AIM OF THE TASK -
Please copy out each line of the entries in which "runner" appears.

TASK INPUTS -

==*==

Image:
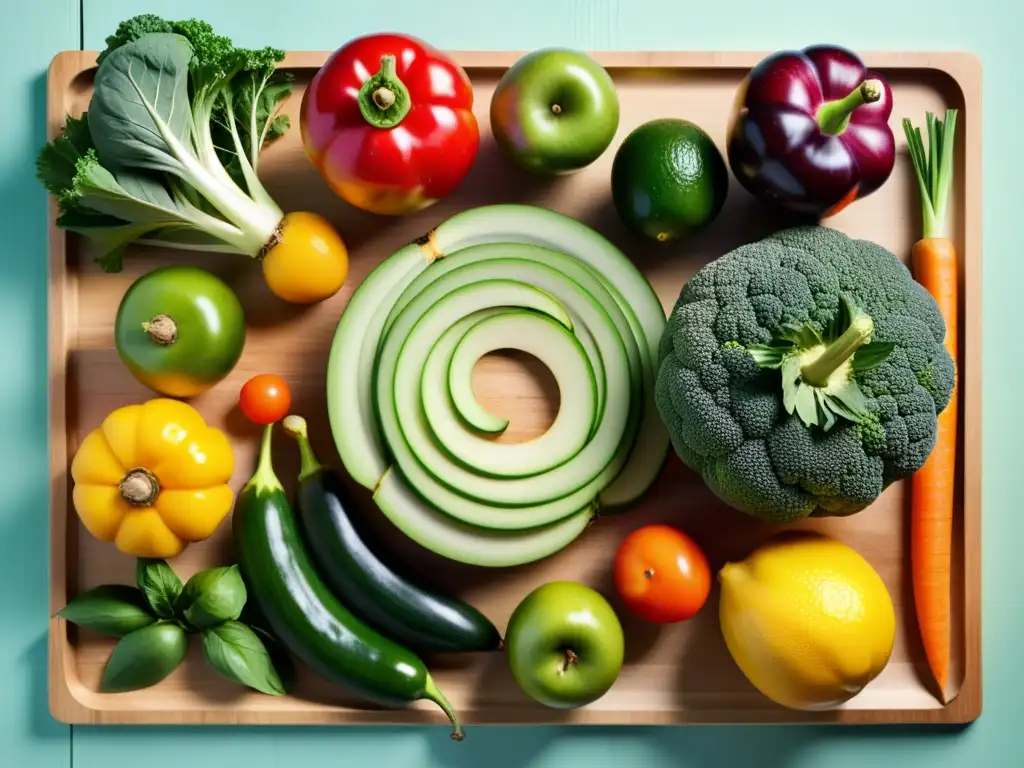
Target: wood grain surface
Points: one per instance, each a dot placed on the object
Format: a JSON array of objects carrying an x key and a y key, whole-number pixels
[{"x": 680, "y": 674}]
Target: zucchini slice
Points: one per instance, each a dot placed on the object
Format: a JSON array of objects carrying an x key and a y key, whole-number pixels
[
  {"x": 547, "y": 340},
  {"x": 409, "y": 427}
]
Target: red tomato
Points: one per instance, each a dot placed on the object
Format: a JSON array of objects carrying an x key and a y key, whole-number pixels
[
  {"x": 662, "y": 574},
  {"x": 265, "y": 398},
  {"x": 388, "y": 122}
]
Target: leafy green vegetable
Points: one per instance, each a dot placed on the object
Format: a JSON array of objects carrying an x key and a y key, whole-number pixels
[
  {"x": 238, "y": 653},
  {"x": 112, "y": 609},
  {"x": 167, "y": 153},
  {"x": 160, "y": 585}
]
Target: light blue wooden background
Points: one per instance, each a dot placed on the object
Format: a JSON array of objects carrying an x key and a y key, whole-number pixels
[{"x": 35, "y": 31}]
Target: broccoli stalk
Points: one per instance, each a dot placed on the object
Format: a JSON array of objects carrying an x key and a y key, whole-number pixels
[{"x": 818, "y": 373}]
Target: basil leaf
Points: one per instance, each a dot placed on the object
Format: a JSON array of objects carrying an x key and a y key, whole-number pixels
[
  {"x": 212, "y": 596},
  {"x": 113, "y": 609},
  {"x": 140, "y": 95},
  {"x": 160, "y": 585},
  {"x": 238, "y": 653},
  {"x": 144, "y": 657},
  {"x": 280, "y": 656}
]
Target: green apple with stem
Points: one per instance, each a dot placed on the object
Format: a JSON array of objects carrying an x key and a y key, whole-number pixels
[
  {"x": 564, "y": 644},
  {"x": 554, "y": 111}
]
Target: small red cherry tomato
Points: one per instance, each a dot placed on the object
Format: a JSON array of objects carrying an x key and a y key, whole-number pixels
[
  {"x": 662, "y": 574},
  {"x": 265, "y": 398}
]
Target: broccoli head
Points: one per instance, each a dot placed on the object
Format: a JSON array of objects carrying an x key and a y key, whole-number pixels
[{"x": 803, "y": 374}]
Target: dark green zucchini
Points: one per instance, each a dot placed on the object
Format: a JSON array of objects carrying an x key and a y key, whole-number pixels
[
  {"x": 304, "y": 613},
  {"x": 346, "y": 555}
]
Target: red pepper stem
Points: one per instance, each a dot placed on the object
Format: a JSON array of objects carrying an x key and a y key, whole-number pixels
[
  {"x": 834, "y": 117},
  {"x": 384, "y": 99}
]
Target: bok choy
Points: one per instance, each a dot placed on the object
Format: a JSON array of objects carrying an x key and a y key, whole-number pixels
[{"x": 167, "y": 155}]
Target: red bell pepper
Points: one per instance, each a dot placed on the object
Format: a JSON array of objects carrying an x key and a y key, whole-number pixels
[
  {"x": 388, "y": 122},
  {"x": 810, "y": 132}
]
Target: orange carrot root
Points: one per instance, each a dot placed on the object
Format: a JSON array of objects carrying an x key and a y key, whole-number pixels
[{"x": 933, "y": 486}]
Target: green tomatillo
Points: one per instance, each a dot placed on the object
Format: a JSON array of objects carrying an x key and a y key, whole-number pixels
[
  {"x": 179, "y": 330},
  {"x": 565, "y": 645},
  {"x": 555, "y": 111}
]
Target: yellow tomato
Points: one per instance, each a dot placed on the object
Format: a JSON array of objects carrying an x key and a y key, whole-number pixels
[
  {"x": 309, "y": 262},
  {"x": 152, "y": 478}
]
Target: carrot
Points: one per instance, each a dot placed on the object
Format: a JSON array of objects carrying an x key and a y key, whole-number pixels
[{"x": 932, "y": 488}]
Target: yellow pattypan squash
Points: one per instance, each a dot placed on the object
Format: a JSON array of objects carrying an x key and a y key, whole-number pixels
[{"x": 153, "y": 477}]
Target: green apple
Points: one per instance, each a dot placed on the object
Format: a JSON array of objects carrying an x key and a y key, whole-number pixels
[
  {"x": 564, "y": 644},
  {"x": 554, "y": 111}
]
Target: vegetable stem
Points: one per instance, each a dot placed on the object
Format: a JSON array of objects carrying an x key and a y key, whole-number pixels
[
  {"x": 264, "y": 478},
  {"x": 933, "y": 170},
  {"x": 433, "y": 693},
  {"x": 296, "y": 426},
  {"x": 834, "y": 117},
  {"x": 139, "y": 487},
  {"x": 817, "y": 372}
]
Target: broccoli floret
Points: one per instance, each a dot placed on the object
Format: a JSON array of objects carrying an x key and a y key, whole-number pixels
[{"x": 724, "y": 406}]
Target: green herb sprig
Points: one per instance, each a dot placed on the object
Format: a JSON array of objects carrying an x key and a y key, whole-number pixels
[{"x": 155, "y": 620}]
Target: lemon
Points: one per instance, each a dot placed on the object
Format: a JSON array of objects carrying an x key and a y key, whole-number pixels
[{"x": 807, "y": 620}]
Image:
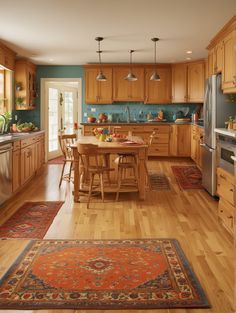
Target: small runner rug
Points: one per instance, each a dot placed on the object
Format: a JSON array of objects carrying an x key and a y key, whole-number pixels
[
  {"x": 58, "y": 160},
  {"x": 109, "y": 274},
  {"x": 188, "y": 177},
  {"x": 31, "y": 220},
  {"x": 158, "y": 181}
]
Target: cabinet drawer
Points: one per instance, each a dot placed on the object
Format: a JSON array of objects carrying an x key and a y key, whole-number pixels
[
  {"x": 158, "y": 129},
  {"x": 160, "y": 138},
  {"x": 225, "y": 186},
  {"x": 159, "y": 150},
  {"x": 226, "y": 214},
  {"x": 16, "y": 145}
]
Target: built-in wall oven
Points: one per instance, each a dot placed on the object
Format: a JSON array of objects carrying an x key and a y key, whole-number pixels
[
  {"x": 226, "y": 153},
  {"x": 5, "y": 172}
]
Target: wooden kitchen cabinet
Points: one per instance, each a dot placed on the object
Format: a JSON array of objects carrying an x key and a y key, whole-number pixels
[
  {"x": 180, "y": 140},
  {"x": 25, "y": 80},
  {"x": 158, "y": 91},
  {"x": 124, "y": 90},
  {"x": 179, "y": 83},
  {"x": 226, "y": 192},
  {"x": 188, "y": 82},
  {"x": 98, "y": 92},
  {"x": 229, "y": 63},
  {"x": 16, "y": 166}
]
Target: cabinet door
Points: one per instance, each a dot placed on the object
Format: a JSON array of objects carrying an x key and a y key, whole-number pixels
[
  {"x": 124, "y": 90},
  {"x": 158, "y": 91},
  {"x": 184, "y": 140},
  {"x": 195, "y": 82},
  {"x": 179, "y": 83},
  {"x": 229, "y": 63},
  {"x": 16, "y": 169}
]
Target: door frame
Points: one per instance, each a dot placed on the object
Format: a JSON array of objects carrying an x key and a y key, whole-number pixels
[{"x": 44, "y": 105}]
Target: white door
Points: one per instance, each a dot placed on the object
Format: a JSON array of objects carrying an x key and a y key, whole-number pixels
[{"x": 62, "y": 114}]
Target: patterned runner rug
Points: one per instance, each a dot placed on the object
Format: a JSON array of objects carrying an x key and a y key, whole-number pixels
[
  {"x": 188, "y": 177},
  {"x": 158, "y": 181},
  {"x": 31, "y": 220},
  {"x": 58, "y": 160},
  {"x": 108, "y": 274}
]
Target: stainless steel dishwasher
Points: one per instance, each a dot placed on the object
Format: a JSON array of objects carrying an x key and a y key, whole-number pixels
[{"x": 5, "y": 172}]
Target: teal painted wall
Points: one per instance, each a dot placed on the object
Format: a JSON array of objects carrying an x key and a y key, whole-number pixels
[{"x": 138, "y": 110}]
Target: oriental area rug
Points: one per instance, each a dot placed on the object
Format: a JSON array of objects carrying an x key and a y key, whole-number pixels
[
  {"x": 158, "y": 181},
  {"x": 188, "y": 177},
  {"x": 101, "y": 274},
  {"x": 31, "y": 220}
]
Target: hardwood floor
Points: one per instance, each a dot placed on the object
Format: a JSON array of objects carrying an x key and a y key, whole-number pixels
[{"x": 189, "y": 216}]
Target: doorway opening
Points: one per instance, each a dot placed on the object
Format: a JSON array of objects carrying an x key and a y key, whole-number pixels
[{"x": 61, "y": 111}]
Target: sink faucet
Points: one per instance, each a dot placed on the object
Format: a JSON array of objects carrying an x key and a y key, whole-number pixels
[
  {"x": 127, "y": 110},
  {"x": 4, "y": 124}
]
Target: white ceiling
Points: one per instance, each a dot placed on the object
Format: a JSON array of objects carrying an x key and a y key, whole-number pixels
[{"x": 62, "y": 32}]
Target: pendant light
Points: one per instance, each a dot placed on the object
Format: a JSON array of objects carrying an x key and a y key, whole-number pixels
[
  {"x": 155, "y": 76},
  {"x": 131, "y": 77},
  {"x": 101, "y": 77}
]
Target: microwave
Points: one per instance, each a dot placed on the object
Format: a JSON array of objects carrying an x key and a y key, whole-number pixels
[{"x": 227, "y": 153}]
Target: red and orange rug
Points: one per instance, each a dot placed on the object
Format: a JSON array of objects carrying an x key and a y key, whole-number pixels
[
  {"x": 188, "y": 177},
  {"x": 31, "y": 220},
  {"x": 111, "y": 274}
]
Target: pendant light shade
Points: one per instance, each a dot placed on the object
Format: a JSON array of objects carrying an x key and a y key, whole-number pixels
[
  {"x": 155, "y": 76},
  {"x": 101, "y": 77},
  {"x": 131, "y": 77}
]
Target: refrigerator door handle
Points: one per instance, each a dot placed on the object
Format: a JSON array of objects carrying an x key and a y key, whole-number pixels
[{"x": 233, "y": 158}]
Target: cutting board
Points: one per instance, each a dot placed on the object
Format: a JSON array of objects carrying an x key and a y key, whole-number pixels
[{"x": 182, "y": 120}]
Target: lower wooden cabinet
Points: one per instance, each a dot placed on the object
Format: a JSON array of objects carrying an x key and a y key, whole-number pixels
[
  {"x": 226, "y": 192},
  {"x": 180, "y": 140}
]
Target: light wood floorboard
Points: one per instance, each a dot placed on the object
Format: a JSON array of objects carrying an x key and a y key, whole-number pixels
[{"x": 189, "y": 216}]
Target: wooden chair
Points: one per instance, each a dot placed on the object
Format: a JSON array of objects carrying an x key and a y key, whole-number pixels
[
  {"x": 65, "y": 140},
  {"x": 92, "y": 165}
]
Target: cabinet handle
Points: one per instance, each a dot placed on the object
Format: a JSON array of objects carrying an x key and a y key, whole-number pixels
[{"x": 222, "y": 176}]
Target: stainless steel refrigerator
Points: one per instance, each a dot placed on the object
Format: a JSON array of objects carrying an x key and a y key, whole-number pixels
[{"x": 216, "y": 111}]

==*==

RESPONSE TO THIS TASK -
Target: small runner rug
Target: patterned runner rug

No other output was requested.